● **Quoted passage**:
******
We need to work hard at something until we die even if it is "only" working hard to save our immortal souls as members of the Catholic Church who are always ready die at any moment by persisting in a state of Sanctifying Grace, something that I mentioned in an article two years ago when the "third rail" of American electoral politics, the long term financial viability of the social security system, was broached during the presidential election two members of the United States Senate, Barack Hussein Obama (D-Illinois, Hawaii, Kenya?) and John Sidney McCain III (R-Arizona):

The Catholic Church teaches us perennially that we are supposed to work hard at something as long as we are physically and/or mentally able to do so. Even people who choose to retire from some kind of strenuous physical labor must continue to labor hard for the salvation of their immortal souls--and for the souls of their children and grandchildren and great-grandchildren. The concept of  mandatory retirement age, 70, and then relying upon the civil state for one's financial security was the brainchild of the Freemason named Otto von Bismarck, Chancellor first of Prussia--and then of Germany after its "unification" following the Franco-Prussian War of 1870-1871, from 1862-1890. A gigantic income redistribution program was created to fund Social Security in German in the Nineteenth Century, thus alleviating grown children of the principal responsibility of caring for their elderly parents.
******
● **Data section**:

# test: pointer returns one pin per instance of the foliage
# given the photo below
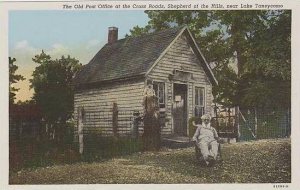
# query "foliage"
(248, 50)
(192, 128)
(13, 78)
(52, 83)
(54, 92)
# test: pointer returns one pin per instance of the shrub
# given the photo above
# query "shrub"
(193, 128)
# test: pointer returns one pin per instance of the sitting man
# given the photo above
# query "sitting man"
(206, 138)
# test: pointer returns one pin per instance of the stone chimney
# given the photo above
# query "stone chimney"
(112, 34)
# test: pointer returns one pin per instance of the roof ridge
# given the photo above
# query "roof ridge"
(177, 29)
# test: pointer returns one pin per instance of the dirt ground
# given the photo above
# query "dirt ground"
(264, 161)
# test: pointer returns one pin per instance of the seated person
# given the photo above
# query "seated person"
(206, 138)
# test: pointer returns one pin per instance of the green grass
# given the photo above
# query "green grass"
(263, 161)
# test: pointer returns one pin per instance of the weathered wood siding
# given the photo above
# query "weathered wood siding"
(98, 104)
(180, 56)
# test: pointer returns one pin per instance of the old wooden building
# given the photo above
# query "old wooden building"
(117, 75)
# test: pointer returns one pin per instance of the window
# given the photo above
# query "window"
(159, 88)
(199, 101)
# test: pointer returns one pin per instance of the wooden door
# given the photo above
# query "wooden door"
(179, 111)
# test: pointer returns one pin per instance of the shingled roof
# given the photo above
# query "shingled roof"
(126, 58)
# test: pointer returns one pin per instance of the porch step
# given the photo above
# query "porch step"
(174, 142)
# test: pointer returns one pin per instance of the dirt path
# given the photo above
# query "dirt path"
(265, 161)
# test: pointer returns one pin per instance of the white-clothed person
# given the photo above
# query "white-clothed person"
(206, 138)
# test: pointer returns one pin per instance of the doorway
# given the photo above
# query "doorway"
(180, 109)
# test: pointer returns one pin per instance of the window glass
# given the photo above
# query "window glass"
(159, 88)
(199, 101)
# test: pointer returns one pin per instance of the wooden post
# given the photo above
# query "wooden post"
(237, 122)
(256, 123)
(80, 129)
(115, 119)
(151, 135)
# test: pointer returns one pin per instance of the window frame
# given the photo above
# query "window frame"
(156, 87)
(200, 105)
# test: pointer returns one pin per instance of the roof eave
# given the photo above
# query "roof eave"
(204, 63)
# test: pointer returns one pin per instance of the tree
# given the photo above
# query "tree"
(13, 79)
(251, 40)
(53, 90)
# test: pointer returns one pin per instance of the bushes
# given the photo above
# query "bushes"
(193, 128)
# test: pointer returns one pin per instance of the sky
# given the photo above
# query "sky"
(80, 34)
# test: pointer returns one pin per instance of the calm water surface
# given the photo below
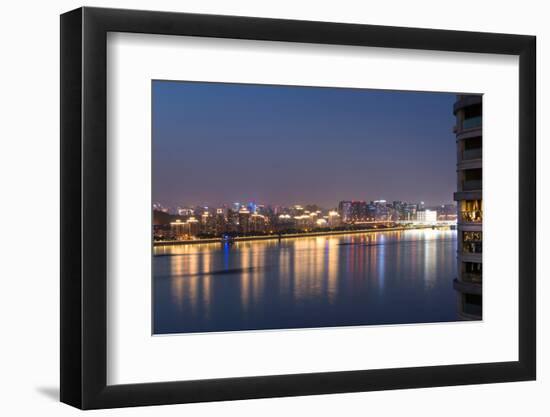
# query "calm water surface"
(357, 279)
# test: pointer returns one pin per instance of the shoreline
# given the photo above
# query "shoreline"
(296, 235)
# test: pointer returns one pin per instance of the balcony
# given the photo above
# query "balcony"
(471, 278)
(471, 185)
(472, 247)
(469, 154)
(471, 216)
(472, 123)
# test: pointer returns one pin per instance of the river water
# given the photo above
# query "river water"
(341, 280)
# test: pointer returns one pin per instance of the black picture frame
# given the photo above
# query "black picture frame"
(84, 207)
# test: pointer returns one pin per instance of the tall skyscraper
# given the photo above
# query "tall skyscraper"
(344, 209)
(468, 129)
(358, 211)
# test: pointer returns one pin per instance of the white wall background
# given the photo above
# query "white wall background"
(29, 176)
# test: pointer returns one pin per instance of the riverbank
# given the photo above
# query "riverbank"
(298, 235)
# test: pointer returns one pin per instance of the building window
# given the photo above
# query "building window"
(472, 272)
(471, 211)
(471, 179)
(471, 148)
(471, 242)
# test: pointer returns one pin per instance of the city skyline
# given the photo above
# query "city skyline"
(217, 143)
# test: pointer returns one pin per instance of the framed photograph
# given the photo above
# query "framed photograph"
(258, 208)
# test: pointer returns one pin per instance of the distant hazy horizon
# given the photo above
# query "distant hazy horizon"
(218, 143)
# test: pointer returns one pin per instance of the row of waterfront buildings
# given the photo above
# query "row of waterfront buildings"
(256, 219)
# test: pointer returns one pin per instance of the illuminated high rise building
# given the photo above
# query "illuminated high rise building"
(468, 129)
(244, 220)
(344, 209)
(358, 211)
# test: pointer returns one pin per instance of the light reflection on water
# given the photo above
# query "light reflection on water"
(342, 280)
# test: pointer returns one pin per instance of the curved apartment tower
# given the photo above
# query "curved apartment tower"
(468, 130)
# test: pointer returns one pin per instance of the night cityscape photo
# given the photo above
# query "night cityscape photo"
(283, 207)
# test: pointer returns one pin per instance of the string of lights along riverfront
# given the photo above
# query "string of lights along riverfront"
(289, 207)
(257, 221)
(251, 267)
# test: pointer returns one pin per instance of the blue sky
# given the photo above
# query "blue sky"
(216, 143)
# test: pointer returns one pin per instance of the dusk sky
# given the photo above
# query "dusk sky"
(216, 143)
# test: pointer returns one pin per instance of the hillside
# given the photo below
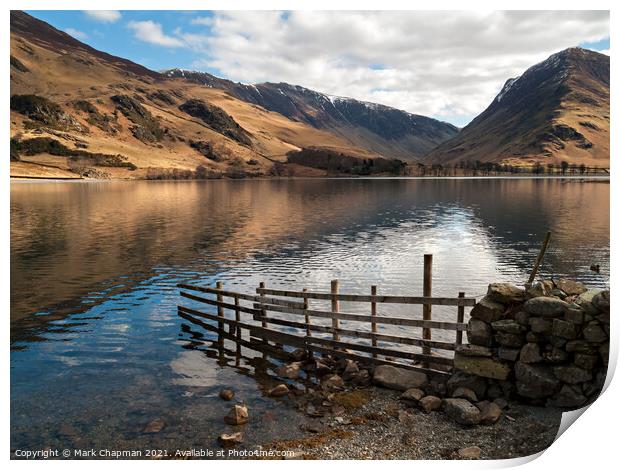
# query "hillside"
(558, 110)
(372, 126)
(79, 112)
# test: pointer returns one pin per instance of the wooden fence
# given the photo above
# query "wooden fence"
(269, 309)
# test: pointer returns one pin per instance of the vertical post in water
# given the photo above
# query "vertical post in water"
(427, 309)
(460, 318)
(220, 313)
(373, 313)
(335, 309)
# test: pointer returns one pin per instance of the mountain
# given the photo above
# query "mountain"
(557, 110)
(78, 112)
(372, 126)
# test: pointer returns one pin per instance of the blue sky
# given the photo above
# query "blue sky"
(447, 65)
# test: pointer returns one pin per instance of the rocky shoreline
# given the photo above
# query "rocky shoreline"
(532, 353)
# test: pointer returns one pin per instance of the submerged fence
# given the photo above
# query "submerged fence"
(263, 315)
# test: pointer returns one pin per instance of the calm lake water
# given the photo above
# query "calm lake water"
(97, 348)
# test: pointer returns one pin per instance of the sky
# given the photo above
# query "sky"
(448, 65)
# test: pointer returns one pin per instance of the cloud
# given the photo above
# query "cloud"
(448, 65)
(103, 16)
(151, 32)
(76, 33)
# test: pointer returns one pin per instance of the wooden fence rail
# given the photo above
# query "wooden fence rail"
(292, 311)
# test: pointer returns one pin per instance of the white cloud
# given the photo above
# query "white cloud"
(104, 16)
(449, 65)
(77, 34)
(151, 32)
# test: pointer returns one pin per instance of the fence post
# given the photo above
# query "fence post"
(427, 309)
(373, 313)
(220, 312)
(460, 318)
(335, 309)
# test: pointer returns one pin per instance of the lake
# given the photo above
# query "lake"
(97, 348)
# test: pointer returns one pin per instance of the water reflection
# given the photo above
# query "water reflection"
(94, 268)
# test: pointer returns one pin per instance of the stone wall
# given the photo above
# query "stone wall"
(548, 344)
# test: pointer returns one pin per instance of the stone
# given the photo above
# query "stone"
(593, 333)
(479, 333)
(398, 379)
(602, 301)
(482, 366)
(412, 395)
(535, 381)
(154, 426)
(522, 318)
(586, 361)
(537, 289)
(564, 329)
(507, 326)
(530, 353)
(430, 403)
(461, 411)
(505, 293)
(333, 383)
(226, 394)
(546, 307)
(574, 315)
(230, 440)
(278, 391)
(470, 453)
(474, 350)
(572, 374)
(569, 397)
(540, 325)
(289, 371)
(487, 310)
(473, 382)
(570, 287)
(508, 354)
(467, 393)
(509, 340)
(489, 412)
(237, 415)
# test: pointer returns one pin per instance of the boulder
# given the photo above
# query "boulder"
(564, 329)
(530, 353)
(507, 326)
(570, 287)
(490, 412)
(278, 391)
(572, 374)
(473, 382)
(289, 371)
(237, 415)
(412, 395)
(479, 333)
(540, 325)
(593, 333)
(601, 301)
(506, 293)
(508, 354)
(482, 366)
(474, 350)
(461, 411)
(470, 453)
(226, 394)
(509, 340)
(467, 393)
(398, 379)
(487, 310)
(230, 440)
(535, 381)
(547, 307)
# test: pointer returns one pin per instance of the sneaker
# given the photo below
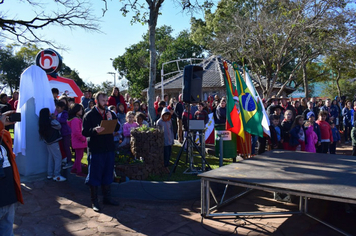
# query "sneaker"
(59, 178)
(67, 166)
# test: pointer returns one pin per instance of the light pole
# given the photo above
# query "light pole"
(114, 74)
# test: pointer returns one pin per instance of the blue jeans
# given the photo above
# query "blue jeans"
(101, 169)
(167, 155)
(7, 217)
(253, 144)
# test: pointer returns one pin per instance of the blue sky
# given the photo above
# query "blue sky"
(89, 52)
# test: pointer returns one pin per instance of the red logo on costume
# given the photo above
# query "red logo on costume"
(49, 60)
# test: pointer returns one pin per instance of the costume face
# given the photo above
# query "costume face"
(275, 122)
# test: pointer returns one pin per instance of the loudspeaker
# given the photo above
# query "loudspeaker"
(192, 83)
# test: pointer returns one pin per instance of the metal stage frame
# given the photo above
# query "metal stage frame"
(306, 175)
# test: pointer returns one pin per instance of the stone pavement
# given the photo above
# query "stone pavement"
(53, 208)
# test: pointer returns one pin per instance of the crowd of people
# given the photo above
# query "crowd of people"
(311, 126)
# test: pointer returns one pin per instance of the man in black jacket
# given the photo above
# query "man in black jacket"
(102, 151)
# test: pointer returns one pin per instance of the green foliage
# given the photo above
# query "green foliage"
(134, 64)
(11, 67)
(275, 39)
(67, 72)
(145, 128)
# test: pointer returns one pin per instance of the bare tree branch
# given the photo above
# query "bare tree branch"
(72, 14)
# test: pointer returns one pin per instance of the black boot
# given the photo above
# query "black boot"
(107, 196)
(94, 198)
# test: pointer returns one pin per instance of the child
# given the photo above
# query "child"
(121, 116)
(79, 142)
(353, 138)
(140, 119)
(166, 124)
(297, 134)
(62, 117)
(275, 141)
(325, 132)
(286, 127)
(336, 137)
(311, 137)
(130, 124)
(49, 132)
(136, 106)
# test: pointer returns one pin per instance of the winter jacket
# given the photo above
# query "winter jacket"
(346, 114)
(336, 134)
(353, 136)
(78, 140)
(311, 138)
(98, 143)
(113, 101)
(294, 135)
(62, 119)
(286, 126)
(54, 133)
(325, 131)
(167, 127)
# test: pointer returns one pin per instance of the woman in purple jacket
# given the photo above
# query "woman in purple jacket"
(62, 117)
(79, 142)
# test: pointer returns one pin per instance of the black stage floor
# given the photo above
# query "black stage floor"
(316, 175)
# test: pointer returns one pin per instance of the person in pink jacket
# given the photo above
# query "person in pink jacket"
(311, 137)
(79, 142)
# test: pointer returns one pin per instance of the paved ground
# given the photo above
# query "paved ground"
(62, 209)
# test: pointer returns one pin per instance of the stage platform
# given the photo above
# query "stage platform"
(307, 175)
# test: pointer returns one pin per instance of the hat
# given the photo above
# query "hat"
(272, 98)
(310, 114)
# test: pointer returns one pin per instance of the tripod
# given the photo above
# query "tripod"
(190, 143)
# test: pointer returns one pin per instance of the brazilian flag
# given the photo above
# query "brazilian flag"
(251, 116)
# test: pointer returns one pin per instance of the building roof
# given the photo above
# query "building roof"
(212, 76)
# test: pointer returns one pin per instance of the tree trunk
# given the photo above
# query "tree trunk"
(152, 47)
(337, 83)
(305, 80)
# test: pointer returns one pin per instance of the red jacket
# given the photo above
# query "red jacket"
(6, 139)
(112, 101)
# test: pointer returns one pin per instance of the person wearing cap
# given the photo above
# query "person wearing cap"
(166, 124)
(178, 109)
(116, 98)
(316, 128)
(274, 102)
(286, 106)
(310, 108)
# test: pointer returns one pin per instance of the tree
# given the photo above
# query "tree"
(270, 36)
(150, 17)
(341, 65)
(67, 72)
(135, 62)
(70, 13)
(11, 67)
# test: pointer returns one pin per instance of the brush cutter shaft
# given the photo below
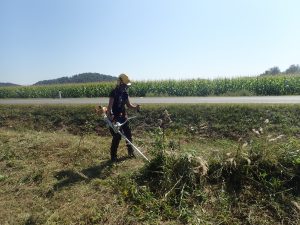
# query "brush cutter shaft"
(134, 147)
(116, 129)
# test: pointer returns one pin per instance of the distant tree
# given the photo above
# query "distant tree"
(79, 78)
(8, 84)
(272, 71)
(293, 69)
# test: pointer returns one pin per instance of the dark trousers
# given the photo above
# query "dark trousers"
(125, 129)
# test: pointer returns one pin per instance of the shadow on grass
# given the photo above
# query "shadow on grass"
(70, 177)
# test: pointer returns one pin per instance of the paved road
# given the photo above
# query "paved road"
(159, 100)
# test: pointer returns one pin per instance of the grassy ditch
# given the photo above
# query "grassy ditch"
(210, 120)
(59, 172)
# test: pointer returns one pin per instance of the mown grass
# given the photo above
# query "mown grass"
(53, 178)
(212, 120)
(207, 166)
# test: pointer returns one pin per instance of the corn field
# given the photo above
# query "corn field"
(279, 85)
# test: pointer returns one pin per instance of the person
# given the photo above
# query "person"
(116, 112)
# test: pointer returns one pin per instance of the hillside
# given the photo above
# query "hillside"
(80, 78)
(8, 84)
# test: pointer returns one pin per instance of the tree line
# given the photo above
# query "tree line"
******
● **Problem details**:
Reproduce, word for word and in full, the passage above on lifelong labor and the origins of social security.

● **Reply**:
We need to work hard at something until we die even if it is "only" working hard to save our immortal souls as members of the Catholic Church who are always ready die at any moment by persisting in a state of Sanctifying Grace, something that I mentioned in an article two years ago when the "third rail" of American electoral politics, the long term financial viability of the social security system, was broached during the presidential election two members of the United States Senate, Barack Hussein Obama (D-Illinois, Hawaii, Kenya?) and John Sidney McCain III (R-Arizona):

The Catholic Church teaches us perennially that we are supposed to work hard at something as long as we are physically and/or mentally able to do so. Even people who choose to retire from some kind of strenuous physical labor must continue to labor hard for the salvation of their immortal souls--and for the souls of their children and grandchildren and great-grandchildren. The concept of  mandatory retirement age, 70, and then relying upon the civil state for one's financial security was the brainchild of the Freemason named Otto von Bismarck, Chancellor first of Prussia--and then of Germany after its "unification" following the Franco-Prussian War of 1870-1871, from 1862-1890. A gigantic income redistribution program was created to fund Social Security in German in the Nineteenth Century, thus alleviating grown children of the principal responsibility of caring for their elderly parents.